> [Work instructions]:
**a.** According to the Eva Middleton biography, in what year did she join the Belize Assembly for Persons with Diverse Abilities?
**b.** Extend the Eva Middleton biography, picking up right after its last sentence.

> [Text shown]:
● ● ● ● ● ● ●

- Born: Eva Narcisa Middleton c.1953 Punta Gorda, Belize
- Died: March 25, 2018 (aged 65) Karl Heusner Memorial Hospital
- Resting place: Lord Ridge Cemetery
- Occupation: disability rights activist
- Known for: Belize Assembly for Persons with Diverse Abilities (BAPDA)
- Notable work: co-founder, Breast is Best (BIB); helped create Living Independently in Full Existence (LIFE)

= Eva Middleton =

Belizean disability rights activist

Eva Narcisa Middleton (c. 1953 – March 25, 2018) was a Belizean disability rights activist. Middleton began her career working with non-governmental organizations promoting breastfeeding and later served as a polyclinic administrator. In 2010, she joined the Belize Assembly for Persons with Diverse Abilities (BAPDA) where she played a key role in increasing membership and became the "voice and face of BAPDA." Middleton also started an organization to help the elderly, Living Independently in Full Existence (LIFE).

== Biography ==
Middleton was born in Punta Gorda. She lived in Lake Independence and was involved in various community activities and was a co-founder of Breast is Best (BIB). BIB helped promote breastfeeding with new mothers, provided information and breast pump rental. She also worked in San Antonio, Cayo as a polyclinic administrator.

● ● ● ● ● ● ●

> [Material provided]:
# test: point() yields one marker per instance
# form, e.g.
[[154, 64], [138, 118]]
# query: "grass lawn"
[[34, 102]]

● ● ● ● ● ● ●

> [Answers by task]:
**a.** 2010

**b.**
Middleton returned to Belize City in 2010 and began to work as a disability rights activist. Middleton became a leader and driving force behind the disability rights organization, the Belize Assembly for Persons with Diverse Abilities (BAPDA). Middleton turned BAPDA, a dormant organization, into one that had around 400 members. She was considered the "voice and face of BAPDA," according to BAPDA president, Roxanne Anthony Marin. As an advocate, she made multiple calls to Belize morning shows, sharing various activities carried out by BAPDA. She was known for her lectures during Disability Week. Middleton helped organize prosthesis clinics in Belize with BAPDA, partnering with Prosthetic Hope International Belize. Middleton herself was an amputee and had a prosthetic leg.

Later, Middleton co-founded create Living Independently in Full Existence (LIFE), an organization to aid the elderly in the country. Today, LIFE is managed by the Sisters of Charity of Nazareth.

Middleton died at age 65 on March 25, 2018, in the Karl Heusner Memorial Hospital, where she was being treated following a stroke. She was buried in Lord Ridge Cemetery.